Short task -
State how many lines of the records below contain the string "woman", with case counting, and give only that number.

Material shown -
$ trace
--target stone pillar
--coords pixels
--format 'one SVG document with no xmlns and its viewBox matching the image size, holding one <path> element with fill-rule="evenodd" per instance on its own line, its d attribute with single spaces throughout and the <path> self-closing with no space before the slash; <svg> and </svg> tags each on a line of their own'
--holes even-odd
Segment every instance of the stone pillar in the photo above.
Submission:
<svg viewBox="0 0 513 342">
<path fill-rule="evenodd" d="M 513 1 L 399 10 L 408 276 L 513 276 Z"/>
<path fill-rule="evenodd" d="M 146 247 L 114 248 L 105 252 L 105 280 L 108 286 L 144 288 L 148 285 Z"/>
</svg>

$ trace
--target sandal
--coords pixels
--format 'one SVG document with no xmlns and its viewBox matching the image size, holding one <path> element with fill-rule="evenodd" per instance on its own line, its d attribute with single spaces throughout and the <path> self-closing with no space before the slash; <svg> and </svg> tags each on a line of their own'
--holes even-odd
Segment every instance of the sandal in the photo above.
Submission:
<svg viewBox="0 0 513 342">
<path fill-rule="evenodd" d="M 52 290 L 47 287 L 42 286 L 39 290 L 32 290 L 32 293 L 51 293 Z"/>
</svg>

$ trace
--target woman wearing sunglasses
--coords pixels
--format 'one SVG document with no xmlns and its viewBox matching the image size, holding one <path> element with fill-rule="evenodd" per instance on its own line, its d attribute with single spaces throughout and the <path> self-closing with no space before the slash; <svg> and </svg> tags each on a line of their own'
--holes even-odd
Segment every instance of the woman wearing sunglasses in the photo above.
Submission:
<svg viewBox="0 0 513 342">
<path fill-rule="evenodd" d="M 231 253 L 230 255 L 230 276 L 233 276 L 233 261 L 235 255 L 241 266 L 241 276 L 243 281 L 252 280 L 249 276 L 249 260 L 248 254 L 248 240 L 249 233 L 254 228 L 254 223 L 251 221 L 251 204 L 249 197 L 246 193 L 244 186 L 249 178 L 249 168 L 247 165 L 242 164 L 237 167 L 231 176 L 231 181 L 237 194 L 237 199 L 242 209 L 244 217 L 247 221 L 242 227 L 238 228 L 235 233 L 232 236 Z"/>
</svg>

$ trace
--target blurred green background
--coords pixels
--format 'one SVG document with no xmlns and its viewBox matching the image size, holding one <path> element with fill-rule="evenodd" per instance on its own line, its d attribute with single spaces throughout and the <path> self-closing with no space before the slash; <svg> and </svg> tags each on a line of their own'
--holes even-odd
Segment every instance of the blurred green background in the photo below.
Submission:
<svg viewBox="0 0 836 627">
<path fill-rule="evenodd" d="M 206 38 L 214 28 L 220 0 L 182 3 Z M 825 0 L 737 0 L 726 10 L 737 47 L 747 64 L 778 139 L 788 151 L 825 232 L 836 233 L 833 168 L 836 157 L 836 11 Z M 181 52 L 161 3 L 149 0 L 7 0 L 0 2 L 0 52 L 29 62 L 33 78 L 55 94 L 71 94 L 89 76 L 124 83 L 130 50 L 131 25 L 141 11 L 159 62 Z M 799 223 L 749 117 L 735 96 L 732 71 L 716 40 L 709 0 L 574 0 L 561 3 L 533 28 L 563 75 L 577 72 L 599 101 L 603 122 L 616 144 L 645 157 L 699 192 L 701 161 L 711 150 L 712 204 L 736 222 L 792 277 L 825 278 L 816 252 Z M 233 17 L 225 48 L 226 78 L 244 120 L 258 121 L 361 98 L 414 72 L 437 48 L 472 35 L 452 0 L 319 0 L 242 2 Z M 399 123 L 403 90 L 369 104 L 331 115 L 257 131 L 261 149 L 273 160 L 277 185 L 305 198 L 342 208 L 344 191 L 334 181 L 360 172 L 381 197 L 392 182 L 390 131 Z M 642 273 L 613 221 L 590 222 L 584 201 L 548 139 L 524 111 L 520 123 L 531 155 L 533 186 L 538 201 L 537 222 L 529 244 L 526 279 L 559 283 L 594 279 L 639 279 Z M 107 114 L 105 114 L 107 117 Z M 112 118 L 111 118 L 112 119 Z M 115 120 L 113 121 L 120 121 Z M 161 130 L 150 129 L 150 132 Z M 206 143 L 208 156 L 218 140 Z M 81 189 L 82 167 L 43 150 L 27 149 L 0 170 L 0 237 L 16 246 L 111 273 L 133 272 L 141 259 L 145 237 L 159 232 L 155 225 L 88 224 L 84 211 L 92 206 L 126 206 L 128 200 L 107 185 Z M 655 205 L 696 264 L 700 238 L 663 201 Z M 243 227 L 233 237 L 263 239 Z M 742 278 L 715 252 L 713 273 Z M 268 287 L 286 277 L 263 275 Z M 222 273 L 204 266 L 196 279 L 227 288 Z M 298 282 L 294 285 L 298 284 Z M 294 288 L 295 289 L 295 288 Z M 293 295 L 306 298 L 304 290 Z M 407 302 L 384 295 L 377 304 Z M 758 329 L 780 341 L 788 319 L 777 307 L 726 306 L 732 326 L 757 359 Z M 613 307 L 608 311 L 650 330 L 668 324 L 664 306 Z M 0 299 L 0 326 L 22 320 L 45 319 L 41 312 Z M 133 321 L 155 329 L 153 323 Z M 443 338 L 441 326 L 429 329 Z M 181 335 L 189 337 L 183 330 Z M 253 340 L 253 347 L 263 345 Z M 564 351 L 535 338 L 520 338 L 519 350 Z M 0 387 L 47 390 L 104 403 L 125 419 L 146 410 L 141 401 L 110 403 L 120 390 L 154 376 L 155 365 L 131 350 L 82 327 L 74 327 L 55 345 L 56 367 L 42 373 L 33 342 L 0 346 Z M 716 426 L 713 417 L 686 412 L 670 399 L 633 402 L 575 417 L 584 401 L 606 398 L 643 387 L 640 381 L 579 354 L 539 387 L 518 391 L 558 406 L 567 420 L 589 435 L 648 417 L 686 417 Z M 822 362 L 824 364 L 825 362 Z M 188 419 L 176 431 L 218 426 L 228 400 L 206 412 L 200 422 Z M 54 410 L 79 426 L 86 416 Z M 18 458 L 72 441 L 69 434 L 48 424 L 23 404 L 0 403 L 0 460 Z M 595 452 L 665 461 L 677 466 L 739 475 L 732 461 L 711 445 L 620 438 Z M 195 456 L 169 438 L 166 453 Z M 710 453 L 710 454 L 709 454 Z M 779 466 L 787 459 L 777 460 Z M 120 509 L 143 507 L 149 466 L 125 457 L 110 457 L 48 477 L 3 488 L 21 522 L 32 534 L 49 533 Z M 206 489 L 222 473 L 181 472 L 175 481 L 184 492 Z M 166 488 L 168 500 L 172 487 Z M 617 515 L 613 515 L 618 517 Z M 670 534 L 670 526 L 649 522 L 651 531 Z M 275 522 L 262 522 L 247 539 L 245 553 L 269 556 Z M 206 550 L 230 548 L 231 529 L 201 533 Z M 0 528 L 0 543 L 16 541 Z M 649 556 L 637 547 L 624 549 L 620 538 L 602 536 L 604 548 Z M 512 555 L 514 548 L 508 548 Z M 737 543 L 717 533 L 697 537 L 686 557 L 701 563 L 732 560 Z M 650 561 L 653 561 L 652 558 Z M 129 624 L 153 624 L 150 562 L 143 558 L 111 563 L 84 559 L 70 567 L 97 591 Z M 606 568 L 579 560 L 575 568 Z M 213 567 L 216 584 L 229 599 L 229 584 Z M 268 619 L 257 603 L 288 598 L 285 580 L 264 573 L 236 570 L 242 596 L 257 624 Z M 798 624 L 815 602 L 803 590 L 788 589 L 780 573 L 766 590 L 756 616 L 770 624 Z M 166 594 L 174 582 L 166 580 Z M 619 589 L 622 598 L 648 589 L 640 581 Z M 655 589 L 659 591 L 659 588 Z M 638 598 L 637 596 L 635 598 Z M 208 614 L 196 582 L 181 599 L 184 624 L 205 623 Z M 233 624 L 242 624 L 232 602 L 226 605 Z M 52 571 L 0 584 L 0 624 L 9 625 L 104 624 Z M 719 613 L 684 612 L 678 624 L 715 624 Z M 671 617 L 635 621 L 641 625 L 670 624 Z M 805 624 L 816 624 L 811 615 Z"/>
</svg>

Answer in full -
2